* _WHAT YOU ARE ASKED TO DO_: Copy out every row below verbatim, leaving the pictures out.

--------------------

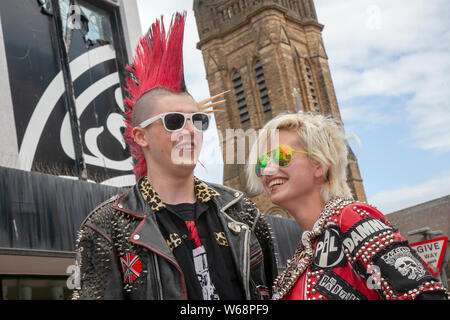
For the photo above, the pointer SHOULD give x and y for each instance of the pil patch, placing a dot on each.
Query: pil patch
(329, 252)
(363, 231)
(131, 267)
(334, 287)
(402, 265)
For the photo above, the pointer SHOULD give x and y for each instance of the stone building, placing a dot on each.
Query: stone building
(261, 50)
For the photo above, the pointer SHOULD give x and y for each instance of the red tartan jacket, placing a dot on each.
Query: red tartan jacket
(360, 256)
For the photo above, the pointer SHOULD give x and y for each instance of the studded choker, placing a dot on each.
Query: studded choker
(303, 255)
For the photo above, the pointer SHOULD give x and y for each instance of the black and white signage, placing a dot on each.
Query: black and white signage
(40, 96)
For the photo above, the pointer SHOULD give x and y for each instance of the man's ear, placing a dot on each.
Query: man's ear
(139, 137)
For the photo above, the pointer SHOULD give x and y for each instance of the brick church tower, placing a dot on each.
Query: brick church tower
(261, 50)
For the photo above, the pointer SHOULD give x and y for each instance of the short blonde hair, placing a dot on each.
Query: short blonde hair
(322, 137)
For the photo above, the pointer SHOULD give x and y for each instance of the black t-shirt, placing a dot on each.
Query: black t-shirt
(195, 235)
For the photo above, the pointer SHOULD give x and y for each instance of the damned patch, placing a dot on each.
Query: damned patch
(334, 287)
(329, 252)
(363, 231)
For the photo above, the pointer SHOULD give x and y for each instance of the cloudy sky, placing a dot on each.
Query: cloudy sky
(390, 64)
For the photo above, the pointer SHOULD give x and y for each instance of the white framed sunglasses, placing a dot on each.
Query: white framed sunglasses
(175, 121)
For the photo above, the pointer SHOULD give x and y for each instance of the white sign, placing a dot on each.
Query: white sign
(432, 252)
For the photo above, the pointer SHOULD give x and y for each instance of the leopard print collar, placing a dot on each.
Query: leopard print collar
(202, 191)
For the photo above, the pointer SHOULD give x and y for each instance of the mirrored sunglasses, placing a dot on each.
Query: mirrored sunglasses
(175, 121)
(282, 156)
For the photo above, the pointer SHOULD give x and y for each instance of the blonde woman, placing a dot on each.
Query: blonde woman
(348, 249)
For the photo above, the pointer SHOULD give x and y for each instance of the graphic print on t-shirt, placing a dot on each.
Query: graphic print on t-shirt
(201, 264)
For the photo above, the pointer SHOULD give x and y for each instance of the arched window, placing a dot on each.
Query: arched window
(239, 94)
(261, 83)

--------------------

* _RESPONSE TO THIS EXERCISE_:
For the photo above, the pointer SHOULD give x and y for each instance of the pil patch, placing a dot on each.
Query: pil patch
(329, 252)
(363, 231)
(131, 267)
(334, 287)
(402, 265)
For the photo above, the pointer SHOULD give x and y for each instance of the stone building, placing a dot on each.
Query: stone building
(261, 50)
For the photo above, the pointer SHOULD give x and y for each instance of the red tartan jacket, placing a dot on each.
Query: red tartan jacket
(360, 256)
For the photo above, the pointer SHOULD give x and y for each instance of the studded choker, placing a dot on each.
Query: studded choker
(303, 255)
For the photo above, the pointer SHOULD give x and y for each instance of the black and white signage, placing a dot on each.
Query: black and white signage
(40, 96)
For the photo above, the pointer SHOULD give x and y for each instance of the man's ear, placing a dot on each.
Query: man's ear
(139, 137)
For the photo above, the pointer SHOULD give x and y for each instance of the brick church tower, placing a dot on each.
Query: brick church tower
(261, 50)
For the photo above, the pointer SHOULD give x and y for each instance of the short blonde hair, placing a dot on each.
Query: short blonde hair
(322, 137)
For the photo above, the pointer SHOULD give x and y for each instance of the black t-shirt, placing a dot on each.
Query: black t-shirt
(195, 235)
For the photo above, the pointer SHOULD give x and y for each instance of the damned patch, placing a dot on each.
Query: damned patch
(334, 287)
(329, 252)
(363, 231)
For the photo above, the pointer SHOULD give x and y for each instance of the cloudy sky, placing a dot on each.
Query: cloudy sky
(390, 64)
For the photo above, the pointer SHOULD give x and y for each instance of the white framed sunglasses, placing a dot on each.
Query: white framed sunglasses
(175, 121)
For the photo above, the pointer SHOULD give x and y for each instance of the white sign, placing a dot on each.
Query: white sign
(432, 252)
For the photo above, the pointer SHOULD give x and y for each instance of the leopard print collar, placing a dot on each.
Query: leopard print collar
(202, 191)
For the photo above, the pointer SHOULD give x and y for each instance of the mirrored sunglasses, placing a dot on each.
Query: mirrored sunglasses
(175, 121)
(282, 156)
For the photo above, the pointer SHOULD give x and y for each instance of the blonde woman, placing a dot on each.
Query: blonde woman
(348, 249)
For the photo above, the pointer SHOULD give x and y for each instance of the graphic print on t-shirt, placing a dot on each.
Query: graphic print on t-shirt
(201, 264)
For the photo above, the pointer SHOULD give x and y for each instance of the arched window, placing a dot on each.
Query: arched window
(239, 94)
(261, 83)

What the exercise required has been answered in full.